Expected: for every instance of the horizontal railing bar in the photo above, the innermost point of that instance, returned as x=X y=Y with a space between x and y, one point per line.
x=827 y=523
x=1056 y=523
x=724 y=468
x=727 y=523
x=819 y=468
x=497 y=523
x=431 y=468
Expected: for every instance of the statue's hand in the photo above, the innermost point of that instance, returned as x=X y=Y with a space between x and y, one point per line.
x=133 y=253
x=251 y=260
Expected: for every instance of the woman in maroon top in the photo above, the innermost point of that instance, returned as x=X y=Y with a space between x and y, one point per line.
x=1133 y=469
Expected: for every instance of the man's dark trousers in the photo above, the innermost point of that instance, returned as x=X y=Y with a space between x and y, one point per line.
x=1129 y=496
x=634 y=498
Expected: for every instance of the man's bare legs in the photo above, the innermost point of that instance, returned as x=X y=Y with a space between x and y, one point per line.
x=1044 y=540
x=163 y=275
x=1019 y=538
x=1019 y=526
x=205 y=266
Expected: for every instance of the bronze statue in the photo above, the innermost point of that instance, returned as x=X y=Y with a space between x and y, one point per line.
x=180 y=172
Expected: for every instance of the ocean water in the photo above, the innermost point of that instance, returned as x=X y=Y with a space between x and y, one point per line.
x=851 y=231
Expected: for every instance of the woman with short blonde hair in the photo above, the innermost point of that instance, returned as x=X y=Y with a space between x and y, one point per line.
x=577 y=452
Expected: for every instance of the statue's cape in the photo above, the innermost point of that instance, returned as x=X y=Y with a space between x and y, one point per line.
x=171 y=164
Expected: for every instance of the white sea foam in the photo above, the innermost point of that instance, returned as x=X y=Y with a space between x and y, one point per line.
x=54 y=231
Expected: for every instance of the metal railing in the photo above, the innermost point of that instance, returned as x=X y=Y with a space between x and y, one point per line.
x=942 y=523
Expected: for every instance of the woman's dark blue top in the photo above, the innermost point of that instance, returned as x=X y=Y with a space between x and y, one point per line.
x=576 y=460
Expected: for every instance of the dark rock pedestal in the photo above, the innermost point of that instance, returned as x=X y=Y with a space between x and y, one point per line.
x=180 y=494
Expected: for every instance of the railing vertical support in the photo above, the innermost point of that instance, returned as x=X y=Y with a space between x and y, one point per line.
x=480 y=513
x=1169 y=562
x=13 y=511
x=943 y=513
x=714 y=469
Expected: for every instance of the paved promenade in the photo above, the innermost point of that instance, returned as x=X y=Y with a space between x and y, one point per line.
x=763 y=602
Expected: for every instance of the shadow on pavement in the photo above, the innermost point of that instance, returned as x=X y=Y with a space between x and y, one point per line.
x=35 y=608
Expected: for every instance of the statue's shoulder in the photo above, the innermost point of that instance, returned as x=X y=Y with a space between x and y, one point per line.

* * *

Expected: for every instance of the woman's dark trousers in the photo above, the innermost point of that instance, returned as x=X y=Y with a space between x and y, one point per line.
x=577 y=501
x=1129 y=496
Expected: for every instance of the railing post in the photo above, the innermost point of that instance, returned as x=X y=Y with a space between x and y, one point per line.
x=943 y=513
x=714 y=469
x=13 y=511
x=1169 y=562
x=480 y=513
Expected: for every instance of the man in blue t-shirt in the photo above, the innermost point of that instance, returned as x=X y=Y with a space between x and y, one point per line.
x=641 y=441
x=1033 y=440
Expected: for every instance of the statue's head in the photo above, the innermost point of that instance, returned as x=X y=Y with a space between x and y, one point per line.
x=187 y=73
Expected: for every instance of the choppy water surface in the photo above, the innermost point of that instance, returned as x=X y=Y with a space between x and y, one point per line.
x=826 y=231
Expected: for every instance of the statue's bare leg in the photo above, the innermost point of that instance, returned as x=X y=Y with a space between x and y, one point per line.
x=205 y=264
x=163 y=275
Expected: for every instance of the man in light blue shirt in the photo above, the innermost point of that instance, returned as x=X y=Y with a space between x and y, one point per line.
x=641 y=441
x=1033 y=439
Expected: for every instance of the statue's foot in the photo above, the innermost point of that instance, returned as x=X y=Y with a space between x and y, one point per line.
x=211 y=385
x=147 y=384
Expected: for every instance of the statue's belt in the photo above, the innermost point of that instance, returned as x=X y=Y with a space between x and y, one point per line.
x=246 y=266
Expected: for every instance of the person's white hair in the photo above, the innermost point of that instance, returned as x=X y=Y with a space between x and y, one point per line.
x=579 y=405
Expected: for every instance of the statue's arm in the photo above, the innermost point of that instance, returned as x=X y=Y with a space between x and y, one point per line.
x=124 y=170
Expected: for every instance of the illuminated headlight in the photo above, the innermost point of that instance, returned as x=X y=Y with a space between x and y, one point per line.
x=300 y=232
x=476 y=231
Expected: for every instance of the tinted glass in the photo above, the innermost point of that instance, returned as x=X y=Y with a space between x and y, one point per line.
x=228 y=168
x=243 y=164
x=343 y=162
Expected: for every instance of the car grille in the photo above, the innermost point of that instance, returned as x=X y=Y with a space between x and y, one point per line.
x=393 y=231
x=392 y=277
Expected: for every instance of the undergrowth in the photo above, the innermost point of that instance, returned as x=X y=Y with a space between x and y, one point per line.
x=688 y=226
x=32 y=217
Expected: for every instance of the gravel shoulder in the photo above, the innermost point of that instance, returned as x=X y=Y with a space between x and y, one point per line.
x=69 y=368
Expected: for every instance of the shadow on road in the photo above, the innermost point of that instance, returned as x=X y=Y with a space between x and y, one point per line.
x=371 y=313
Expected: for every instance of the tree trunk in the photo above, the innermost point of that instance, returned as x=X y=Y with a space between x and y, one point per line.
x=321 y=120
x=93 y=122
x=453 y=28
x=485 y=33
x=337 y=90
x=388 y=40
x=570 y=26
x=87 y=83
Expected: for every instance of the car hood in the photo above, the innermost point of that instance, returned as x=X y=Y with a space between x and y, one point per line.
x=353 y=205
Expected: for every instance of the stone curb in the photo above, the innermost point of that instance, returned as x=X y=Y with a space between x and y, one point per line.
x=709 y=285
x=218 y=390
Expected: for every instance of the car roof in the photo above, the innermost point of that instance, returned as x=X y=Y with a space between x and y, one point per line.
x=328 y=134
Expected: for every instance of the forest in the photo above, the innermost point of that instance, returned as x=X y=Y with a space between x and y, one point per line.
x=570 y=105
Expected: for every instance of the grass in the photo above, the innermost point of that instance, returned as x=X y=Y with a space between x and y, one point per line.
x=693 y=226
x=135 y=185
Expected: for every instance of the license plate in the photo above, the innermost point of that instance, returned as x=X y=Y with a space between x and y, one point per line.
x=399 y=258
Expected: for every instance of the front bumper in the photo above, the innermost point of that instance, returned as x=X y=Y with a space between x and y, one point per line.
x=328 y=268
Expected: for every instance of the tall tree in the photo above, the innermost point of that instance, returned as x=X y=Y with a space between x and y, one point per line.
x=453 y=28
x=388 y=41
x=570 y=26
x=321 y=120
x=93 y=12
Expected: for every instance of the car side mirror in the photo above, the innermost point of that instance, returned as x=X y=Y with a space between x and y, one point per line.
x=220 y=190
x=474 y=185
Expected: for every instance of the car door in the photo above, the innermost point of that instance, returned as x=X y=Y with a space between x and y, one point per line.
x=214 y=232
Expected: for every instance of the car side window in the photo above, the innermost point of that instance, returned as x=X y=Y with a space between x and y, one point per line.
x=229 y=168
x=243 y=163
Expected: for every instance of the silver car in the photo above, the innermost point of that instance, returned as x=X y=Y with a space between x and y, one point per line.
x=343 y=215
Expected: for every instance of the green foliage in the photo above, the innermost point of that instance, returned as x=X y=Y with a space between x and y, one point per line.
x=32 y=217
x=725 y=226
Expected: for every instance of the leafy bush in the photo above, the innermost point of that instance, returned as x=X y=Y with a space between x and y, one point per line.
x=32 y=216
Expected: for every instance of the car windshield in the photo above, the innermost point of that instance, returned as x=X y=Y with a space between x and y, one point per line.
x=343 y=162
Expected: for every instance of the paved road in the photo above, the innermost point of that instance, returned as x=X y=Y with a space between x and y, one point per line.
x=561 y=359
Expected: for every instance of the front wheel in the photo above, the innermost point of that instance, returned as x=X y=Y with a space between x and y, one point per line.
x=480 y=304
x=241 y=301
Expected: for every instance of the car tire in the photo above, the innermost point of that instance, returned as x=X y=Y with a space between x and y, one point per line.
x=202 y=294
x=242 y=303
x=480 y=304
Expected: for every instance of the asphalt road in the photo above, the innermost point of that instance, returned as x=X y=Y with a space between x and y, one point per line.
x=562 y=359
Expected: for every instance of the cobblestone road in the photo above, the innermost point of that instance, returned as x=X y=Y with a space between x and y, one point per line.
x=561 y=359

What to work on. Return exactly, and only, the lines above starting at the line that contains "Expected: for every instance of the ocean" and ending at the line that contains "Expected: for every instance of the statue's shoulder".

Exercise response.
Expected: for every instance of the ocean water in the photo above, the innermost point of that instance, returned as x=X y=Y with a space between x and y, one point per line.
x=851 y=231
Expected: for every instance of the woman with short blonde hair in the photo above, the innermost point of that instance, returned as x=X y=Y with a space between x and y, one point per line.
x=577 y=452
Expected: for every instance of the statue's cape in the photo above, the innermost point of that instance, returned as x=X y=Y with a space between x and y, one point per line.
x=171 y=164
Expected: for every instance of the white sea foam in the photo above, the innermost point of that instance, returned as x=X y=Y with a space between x and y, one point per line.
x=54 y=231
Expected: for every instance of the metal railing in the photo above, the innermost point of that instance, returned as x=X y=Y with a space between x and y, one point per line.
x=942 y=523
Expected: for every instance of the woman's dark blue top in the photo above, the innermost point of that instance, returned as x=X y=Y with a space between x and y, one point per line.
x=576 y=460
Expected: for every instance of the dark rock pedestal in the photo above, the innermost point of that instance, returned as x=X y=Y with a space between x and y, one point per line.
x=180 y=494
Expected: for every instance of the railing vertical support in the photo above, the innermost point of that instance, returned as x=X y=Y with a space between x and y, one point per line.
x=480 y=513
x=1169 y=562
x=13 y=511
x=943 y=513
x=714 y=469
Expected: for every instance of the paved promenade in the photo above, the innermost point of that instance, returned as x=X y=Y with a space between x and y, one point per line.
x=763 y=602
Expected: for every instance of the shadow on pavement in the photo above, the innermost point of that instance, returned as x=X y=Y with a space between x and y, one point per line.
x=35 y=608
Expected: for every instance of the statue's shoulder in the photo above, the innermost point of that instance, returned as x=X y=Y with a space between x and y, one point per line.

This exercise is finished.